◆ Excerpt
------------------------------------------------
Last month, a family from northern Israel was visiting the museum when their youngest son tipped over the jar, which smashed into pieces.

Alex Geller, the boy’s father, said his son — the youngest of three — is exceptionally curious, and that the moment he heard the crash, “please let that not be my child” was the first thought that raced through his head.

The jar has been on display at the Hecht Museum in Haifa for 35 years. It was one of the only containers of its size and from that period still complete when it was discovered.

The Bronze Age jar is one of many artifacts exhibited out in the open, part of the Hecht Museum’s vision of letting visitors explore history without glass barriers, said Inbal Rivlin, the director of the museum, which is associated with Haifa University in northern Israel.

It was likely used to hold wine or oil, and dates back to between 2200 and 1500 B.C.

Rivlin and the museum decided to turn the moment, which captured international attention, into a teaching moment, inviting the Geller family back for a special visit and hands-on activity to illustrate the restoration process.

Rivlin added that the incident provided a welcome distraction from the ongoing war in Gaza. “Well, he’s just a kid. So I think that somehow it touches the heart of the people in Israel and around the world,“ said Rivlin.

Roee Shafir, a restoration expert at the museum, said the repairs would be fairly simple, as the pieces were from a single, complete jar. Archaeologists often face the more daunting task of sifting through piles of shards from multiple objects and trying to piece them together.

Experts used 3D technology, hi-resolution videos, and special glue to painstakingly reconstruct the large jar.

Less than two weeks after it broke, the jar went back on display at the museum. The gluing process left small hairline cracks, and a few pieces are missing, but the jar’s impressive size remains.

The only noticeable difference in the exhibit was a new sign reading “please don’t touch.”
------------------------------------------------
◆ Provided data
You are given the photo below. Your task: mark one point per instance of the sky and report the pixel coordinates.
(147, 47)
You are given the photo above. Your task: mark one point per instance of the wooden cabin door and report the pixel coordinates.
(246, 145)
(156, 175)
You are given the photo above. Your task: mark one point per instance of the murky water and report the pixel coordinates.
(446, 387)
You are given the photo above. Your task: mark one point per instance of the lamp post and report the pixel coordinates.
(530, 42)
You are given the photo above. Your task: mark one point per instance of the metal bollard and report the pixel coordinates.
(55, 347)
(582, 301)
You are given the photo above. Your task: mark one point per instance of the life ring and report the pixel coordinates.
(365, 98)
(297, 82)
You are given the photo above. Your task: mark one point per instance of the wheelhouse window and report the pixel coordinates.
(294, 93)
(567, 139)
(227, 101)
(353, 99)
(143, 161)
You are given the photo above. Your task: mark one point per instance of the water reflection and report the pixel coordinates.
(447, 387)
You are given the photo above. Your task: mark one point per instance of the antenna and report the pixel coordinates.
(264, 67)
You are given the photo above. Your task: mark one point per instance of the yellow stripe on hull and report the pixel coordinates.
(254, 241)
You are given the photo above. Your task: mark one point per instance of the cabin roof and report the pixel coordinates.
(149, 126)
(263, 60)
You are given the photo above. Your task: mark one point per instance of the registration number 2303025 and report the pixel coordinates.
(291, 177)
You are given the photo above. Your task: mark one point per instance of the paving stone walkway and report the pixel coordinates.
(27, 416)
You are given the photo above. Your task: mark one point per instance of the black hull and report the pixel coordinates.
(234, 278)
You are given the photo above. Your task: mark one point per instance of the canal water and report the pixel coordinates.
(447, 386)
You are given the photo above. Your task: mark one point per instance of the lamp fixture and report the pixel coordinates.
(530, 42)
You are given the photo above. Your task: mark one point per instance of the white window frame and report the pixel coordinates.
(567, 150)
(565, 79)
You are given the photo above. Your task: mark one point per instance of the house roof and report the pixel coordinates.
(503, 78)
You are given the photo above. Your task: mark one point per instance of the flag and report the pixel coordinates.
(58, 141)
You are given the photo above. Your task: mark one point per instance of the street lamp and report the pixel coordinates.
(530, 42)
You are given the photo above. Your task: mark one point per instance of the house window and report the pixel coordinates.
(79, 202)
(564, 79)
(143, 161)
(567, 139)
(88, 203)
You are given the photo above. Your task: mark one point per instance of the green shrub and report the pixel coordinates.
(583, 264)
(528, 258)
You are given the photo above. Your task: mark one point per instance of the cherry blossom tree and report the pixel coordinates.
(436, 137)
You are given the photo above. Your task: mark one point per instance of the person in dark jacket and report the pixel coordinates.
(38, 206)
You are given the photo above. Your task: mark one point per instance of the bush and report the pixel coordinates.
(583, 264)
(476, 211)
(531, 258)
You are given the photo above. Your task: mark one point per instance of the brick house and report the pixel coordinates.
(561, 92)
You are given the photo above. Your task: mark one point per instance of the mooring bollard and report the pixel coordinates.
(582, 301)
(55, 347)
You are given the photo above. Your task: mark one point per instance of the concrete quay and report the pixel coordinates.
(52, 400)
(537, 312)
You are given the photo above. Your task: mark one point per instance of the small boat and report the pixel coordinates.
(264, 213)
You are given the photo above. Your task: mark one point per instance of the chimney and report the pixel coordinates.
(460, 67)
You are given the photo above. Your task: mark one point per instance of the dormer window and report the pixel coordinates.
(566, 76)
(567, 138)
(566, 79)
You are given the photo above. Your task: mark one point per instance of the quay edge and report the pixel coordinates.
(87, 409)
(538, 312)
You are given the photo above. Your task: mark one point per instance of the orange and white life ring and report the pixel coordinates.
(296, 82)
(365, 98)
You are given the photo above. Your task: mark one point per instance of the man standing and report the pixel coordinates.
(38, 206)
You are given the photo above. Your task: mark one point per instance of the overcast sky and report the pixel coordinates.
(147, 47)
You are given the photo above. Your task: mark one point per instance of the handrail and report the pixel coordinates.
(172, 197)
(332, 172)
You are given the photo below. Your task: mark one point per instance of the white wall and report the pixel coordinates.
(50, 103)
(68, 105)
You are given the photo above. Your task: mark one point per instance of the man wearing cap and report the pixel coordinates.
------------------------------------------------
◆ Exercise prompt
Can you write out the stretch of the broken-jar article from "The jar has" through "in northern Israel.", swapping "Hecht Museum" for "Haifa Museum"?

◆ Final result
The jar has been on display at the Haifa Museum in Haifa for 35 years. It was one of the only containers of its size and from that period still complete when it was discovered.

The Bronze Age jar is one of many artifacts exhibited out in the open, part of the Haifa Museum’s vision of letting visitors explore history without glass barriers, said Inbal Rivlin, the director of the museum, which is associated with Haifa University in northern Israel.